Material provided: Begin

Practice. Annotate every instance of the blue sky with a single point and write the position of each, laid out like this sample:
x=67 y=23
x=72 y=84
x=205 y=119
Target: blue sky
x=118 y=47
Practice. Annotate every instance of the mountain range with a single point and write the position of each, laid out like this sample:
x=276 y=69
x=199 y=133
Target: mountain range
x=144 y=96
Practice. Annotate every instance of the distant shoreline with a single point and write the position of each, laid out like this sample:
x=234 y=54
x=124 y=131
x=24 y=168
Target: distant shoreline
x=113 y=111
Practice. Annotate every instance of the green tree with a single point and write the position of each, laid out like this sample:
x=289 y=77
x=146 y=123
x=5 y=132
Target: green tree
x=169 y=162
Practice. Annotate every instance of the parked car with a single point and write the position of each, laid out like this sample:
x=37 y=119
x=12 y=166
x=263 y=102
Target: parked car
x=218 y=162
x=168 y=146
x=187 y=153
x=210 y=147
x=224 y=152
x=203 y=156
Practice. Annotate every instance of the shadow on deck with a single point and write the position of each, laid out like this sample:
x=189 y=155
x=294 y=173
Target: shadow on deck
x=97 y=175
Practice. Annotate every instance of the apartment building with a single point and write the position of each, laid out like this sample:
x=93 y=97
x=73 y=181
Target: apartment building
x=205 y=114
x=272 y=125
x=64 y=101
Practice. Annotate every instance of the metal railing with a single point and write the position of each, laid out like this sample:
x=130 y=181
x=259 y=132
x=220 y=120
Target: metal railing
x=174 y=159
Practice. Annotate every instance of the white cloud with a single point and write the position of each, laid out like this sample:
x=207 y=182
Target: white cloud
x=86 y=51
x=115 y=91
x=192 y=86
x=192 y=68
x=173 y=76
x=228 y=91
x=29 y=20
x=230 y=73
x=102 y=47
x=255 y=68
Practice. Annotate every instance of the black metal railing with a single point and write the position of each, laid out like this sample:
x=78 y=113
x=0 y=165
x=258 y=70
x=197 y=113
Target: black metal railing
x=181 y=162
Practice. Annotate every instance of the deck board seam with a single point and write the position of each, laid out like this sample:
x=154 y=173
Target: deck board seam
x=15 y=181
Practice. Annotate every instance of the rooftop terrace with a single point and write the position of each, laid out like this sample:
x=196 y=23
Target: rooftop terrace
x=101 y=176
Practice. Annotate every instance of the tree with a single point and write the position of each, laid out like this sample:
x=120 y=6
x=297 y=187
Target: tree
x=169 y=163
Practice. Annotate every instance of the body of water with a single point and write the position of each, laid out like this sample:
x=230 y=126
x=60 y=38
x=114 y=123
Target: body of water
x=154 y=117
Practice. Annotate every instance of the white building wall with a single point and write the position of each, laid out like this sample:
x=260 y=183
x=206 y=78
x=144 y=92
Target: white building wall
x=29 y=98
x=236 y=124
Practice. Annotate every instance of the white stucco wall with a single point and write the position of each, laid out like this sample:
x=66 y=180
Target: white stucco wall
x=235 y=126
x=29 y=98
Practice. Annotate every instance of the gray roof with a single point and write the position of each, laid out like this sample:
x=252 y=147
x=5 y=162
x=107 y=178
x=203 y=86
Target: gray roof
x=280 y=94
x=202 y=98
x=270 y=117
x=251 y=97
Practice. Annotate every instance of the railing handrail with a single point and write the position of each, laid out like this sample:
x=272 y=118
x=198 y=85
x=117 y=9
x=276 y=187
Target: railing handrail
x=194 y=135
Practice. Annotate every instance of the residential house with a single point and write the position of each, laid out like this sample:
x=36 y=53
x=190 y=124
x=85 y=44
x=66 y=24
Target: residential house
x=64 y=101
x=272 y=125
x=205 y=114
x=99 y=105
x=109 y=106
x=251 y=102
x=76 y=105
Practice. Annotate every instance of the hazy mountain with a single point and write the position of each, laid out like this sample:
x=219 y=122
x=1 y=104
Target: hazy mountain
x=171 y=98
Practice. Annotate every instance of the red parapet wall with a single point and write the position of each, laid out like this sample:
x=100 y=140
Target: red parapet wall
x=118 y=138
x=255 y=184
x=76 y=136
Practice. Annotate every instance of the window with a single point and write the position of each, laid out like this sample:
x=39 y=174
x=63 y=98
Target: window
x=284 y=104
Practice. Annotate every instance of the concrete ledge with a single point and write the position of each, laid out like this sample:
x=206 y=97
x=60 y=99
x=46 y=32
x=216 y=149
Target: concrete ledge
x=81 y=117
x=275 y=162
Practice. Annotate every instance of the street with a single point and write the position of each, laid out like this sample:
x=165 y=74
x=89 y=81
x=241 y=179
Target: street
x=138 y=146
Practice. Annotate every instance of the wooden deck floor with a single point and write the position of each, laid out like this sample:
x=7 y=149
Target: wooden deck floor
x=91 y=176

Material provided: End

Instructions for the task>
Without any change, reproduce the data in full.

Result of the task>
Practice. Annotate every instance of the blue sky with a single point and write the position of each, laid out like this sample:
x=67 y=23
x=72 y=84
x=205 y=119
Target: blue sky
x=118 y=47
Practice. Annotate every instance of the mountain range with a single point and write the position of each, laid out like this sample:
x=276 y=69
x=199 y=133
Target: mountain range
x=144 y=96
Practice. Annotate every instance of the distant shoreline with a single point and write the position of each, laid out like this sample:
x=234 y=54
x=124 y=131
x=24 y=168
Target: distant shoreline
x=113 y=111
Practice. Annotate every instance of the green tree with a single point and write the position of each, laid out like this sample:
x=289 y=77
x=146 y=123
x=5 y=132
Target: green tree
x=169 y=162
Practice. Annotate every instance of the parked car with a single point and write the position of each, laid out like this sample:
x=37 y=119
x=12 y=166
x=263 y=102
Target: parked car
x=218 y=162
x=168 y=146
x=187 y=153
x=210 y=147
x=224 y=152
x=203 y=156
Practice. Annotate every instance of the shadow on deck with a single point and write the position of each, laid out like this sample:
x=189 y=155
x=294 y=173
Target: shadow on deck
x=97 y=175
Practice. Annotate every instance of the apartment building with a single point and write the position of each, laid out like this sample:
x=93 y=97
x=73 y=181
Target: apartment building
x=205 y=114
x=272 y=125
x=64 y=101
Practice. Annotate every instance of the metal railing with a single point and write the position of each, laid out like this sample:
x=130 y=181
x=259 y=132
x=220 y=120
Target: metal railing
x=174 y=159
Practice. Annotate every instance of the white cloud with a single point and write the position of each, laid out like this sample:
x=207 y=182
Target: white cloud
x=86 y=51
x=115 y=91
x=192 y=86
x=192 y=68
x=173 y=76
x=228 y=91
x=29 y=20
x=230 y=73
x=102 y=47
x=255 y=68
Practice. Annotate every instance of the black metal railing with a single point and write the position of each, laid out like this sample:
x=78 y=113
x=0 y=165
x=258 y=70
x=197 y=113
Target: black metal railing
x=181 y=162
Practice. Annotate every instance of the deck board seam with a single point and write the position of each, laid out like this sample:
x=154 y=173
Target: deck board seam
x=15 y=181
Practice. Annotate every instance of the rooftop terrace with a single point and write the position of each, laid out like this sample:
x=196 y=23
Target: rooftop terrace
x=101 y=176
Practice. Annotate every instance of the tree with a single point and write the position of each, laid out like this sample:
x=120 y=6
x=297 y=187
Target: tree
x=169 y=163
Practice. Annotate every instance of the body of water with a single point and write the position of each, laid out like this sample:
x=230 y=126
x=60 y=38
x=114 y=123
Target: body of water
x=154 y=117
Practice. Annotate every instance of the white building wall with a single point and write the position of each, laid out like this sample:
x=260 y=183
x=206 y=78
x=144 y=92
Target: white building wall
x=29 y=98
x=236 y=124
Practice. Annotate every instance of the white stucco wall with a single point and write the position of each, laid out like this sample:
x=66 y=180
Target: white stucco wall
x=235 y=126
x=29 y=98
Practice. Annotate every instance of the gray roof with a single point and write the position of each, laid out like this sample:
x=252 y=147
x=5 y=162
x=107 y=178
x=203 y=86
Target: gray roof
x=280 y=94
x=202 y=98
x=270 y=117
x=251 y=97
Practice. Annotate every instance of the railing handrail with a single point and write the position of each, laid out like this sample:
x=272 y=118
x=198 y=85
x=117 y=9
x=276 y=187
Target: railing handrail
x=194 y=135
Practice. Annotate every instance of the residential house with a single point and write the position of each, laid out like this sample:
x=36 y=53
x=190 y=124
x=85 y=44
x=66 y=24
Target: residential house
x=64 y=101
x=272 y=125
x=205 y=114
x=99 y=105
x=109 y=106
x=251 y=102
x=76 y=105
Practice. Annotate every instance of the hazy mountain with a single point and write the position of each, laid out like this sample:
x=219 y=122
x=1 y=104
Target: hazy mountain
x=171 y=98
Practice. Annotate every instance of the red parapet wall with a single point and write the position of each, laid out like this sample:
x=100 y=140
Target: red parapet wall
x=118 y=138
x=255 y=184
x=76 y=136
Practice. Annotate every instance of the window with a single point and write the position of each, laid out like this sample:
x=39 y=174
x=63 y=98
Target: window
x=284 y=104
Practice. Annotate every instance of the concrete ledge with a single point and write the position of each, laid out like this sample:
x=206 y=97
x=60 y=99
x=46 y=32
x=216 y=149
Target: concrete ledge
x=81 y=117
x=275 y=162
Practice. Annotate every instance of the street with a single point and write the position of each, laid out like this sample:
x=165 y=74
x=89 y=81
x=241 y=179
Target: street
x=138 y=146
Practice. Annotate every instance of the wooden deck floor with a single point and write the position of each, laid out like this sample:
x=7 y=149
Target: wooden deck floor
x=91 y=176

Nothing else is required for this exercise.